### Instructions to follow:
Return the data below verbatim, starting at its first line and ending at the line that contains "(813, 359), (872, 400)", with both of those lines included.

--------------------

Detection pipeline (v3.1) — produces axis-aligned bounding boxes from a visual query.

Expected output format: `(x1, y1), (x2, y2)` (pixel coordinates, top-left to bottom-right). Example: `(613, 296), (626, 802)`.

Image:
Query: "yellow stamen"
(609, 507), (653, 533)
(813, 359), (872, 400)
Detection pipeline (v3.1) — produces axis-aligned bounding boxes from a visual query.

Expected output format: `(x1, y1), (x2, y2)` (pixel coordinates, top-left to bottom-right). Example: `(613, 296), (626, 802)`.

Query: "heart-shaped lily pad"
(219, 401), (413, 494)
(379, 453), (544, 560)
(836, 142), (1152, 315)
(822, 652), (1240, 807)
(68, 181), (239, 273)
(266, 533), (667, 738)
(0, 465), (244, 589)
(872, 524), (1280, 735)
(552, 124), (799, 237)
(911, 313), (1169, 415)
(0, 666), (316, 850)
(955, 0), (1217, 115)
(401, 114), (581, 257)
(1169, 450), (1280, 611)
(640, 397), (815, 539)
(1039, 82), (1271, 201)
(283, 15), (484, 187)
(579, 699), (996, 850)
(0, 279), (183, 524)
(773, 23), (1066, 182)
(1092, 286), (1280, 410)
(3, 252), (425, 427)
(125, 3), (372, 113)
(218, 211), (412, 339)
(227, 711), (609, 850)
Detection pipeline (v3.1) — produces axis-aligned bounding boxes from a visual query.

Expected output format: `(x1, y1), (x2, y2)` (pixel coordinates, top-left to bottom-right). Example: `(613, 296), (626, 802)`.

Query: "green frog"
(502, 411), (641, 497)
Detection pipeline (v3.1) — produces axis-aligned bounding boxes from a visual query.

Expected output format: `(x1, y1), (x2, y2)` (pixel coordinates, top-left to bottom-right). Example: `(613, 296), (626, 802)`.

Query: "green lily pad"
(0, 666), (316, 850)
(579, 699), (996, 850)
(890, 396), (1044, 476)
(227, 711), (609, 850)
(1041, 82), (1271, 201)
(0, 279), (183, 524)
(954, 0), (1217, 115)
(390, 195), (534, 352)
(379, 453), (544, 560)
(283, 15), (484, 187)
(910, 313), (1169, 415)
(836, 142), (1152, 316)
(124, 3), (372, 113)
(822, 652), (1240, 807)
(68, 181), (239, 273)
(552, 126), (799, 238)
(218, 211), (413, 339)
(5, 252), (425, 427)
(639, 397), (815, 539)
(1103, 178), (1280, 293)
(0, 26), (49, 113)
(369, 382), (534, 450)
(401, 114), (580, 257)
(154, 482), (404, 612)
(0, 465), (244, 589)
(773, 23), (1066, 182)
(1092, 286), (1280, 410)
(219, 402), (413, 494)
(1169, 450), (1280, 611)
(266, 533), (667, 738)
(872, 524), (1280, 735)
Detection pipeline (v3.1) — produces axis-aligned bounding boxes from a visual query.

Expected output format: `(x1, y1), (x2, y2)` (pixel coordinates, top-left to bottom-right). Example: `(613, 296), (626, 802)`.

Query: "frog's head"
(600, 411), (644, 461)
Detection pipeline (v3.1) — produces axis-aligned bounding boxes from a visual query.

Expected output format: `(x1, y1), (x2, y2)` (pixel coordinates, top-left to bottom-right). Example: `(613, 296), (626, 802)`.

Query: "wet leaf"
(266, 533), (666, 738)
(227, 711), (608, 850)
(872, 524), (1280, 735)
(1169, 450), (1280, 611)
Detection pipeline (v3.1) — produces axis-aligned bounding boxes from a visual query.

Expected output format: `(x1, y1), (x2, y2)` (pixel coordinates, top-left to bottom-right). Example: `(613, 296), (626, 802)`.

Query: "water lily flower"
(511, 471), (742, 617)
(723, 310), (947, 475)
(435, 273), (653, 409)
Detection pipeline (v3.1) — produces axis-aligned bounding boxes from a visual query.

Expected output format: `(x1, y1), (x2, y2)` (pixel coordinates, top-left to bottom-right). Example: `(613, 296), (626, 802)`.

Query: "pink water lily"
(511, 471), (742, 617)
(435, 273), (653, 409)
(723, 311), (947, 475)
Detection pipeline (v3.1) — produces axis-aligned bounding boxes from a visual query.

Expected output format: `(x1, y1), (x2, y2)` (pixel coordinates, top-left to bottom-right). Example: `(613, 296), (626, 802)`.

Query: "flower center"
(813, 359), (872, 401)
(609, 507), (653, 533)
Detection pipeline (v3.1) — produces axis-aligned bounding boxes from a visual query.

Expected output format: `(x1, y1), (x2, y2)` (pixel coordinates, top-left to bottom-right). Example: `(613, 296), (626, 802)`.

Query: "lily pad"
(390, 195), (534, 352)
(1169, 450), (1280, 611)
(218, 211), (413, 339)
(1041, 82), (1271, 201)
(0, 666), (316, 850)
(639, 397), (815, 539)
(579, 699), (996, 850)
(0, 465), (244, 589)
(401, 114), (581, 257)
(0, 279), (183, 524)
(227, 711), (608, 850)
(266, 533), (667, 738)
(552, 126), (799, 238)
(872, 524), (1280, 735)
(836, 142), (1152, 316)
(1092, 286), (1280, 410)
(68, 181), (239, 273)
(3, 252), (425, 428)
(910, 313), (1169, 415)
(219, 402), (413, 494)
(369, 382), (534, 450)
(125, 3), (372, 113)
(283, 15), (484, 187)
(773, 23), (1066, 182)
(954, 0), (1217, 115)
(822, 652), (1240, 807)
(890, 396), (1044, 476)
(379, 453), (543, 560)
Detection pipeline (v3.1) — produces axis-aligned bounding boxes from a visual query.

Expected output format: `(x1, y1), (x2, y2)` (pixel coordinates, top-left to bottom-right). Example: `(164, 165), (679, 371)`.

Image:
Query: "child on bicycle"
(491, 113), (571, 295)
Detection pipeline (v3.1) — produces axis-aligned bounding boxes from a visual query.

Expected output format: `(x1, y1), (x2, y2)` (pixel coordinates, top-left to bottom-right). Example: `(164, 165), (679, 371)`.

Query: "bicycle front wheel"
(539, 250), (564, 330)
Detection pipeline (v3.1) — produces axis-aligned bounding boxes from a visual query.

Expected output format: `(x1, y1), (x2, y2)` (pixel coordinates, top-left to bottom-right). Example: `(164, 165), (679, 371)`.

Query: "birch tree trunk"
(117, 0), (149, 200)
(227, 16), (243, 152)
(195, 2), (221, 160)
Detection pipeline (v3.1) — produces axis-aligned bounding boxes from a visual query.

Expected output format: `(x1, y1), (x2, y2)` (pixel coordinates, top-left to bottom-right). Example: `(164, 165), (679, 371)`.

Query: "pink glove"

--------------------

### Reply:
Detection pipeline (v3.1) — produces axis-aligned bounding boxes from a visual query.

Expected output format: `(x1, y1), (x2, y2)` (pixel coordinates, top-left to bottom-right). Example: `(613, 296), (626, 802)`.

Image:
Query: "yellow stamen"
(609, 507), (653, 533)
(813, 359), (872, 400)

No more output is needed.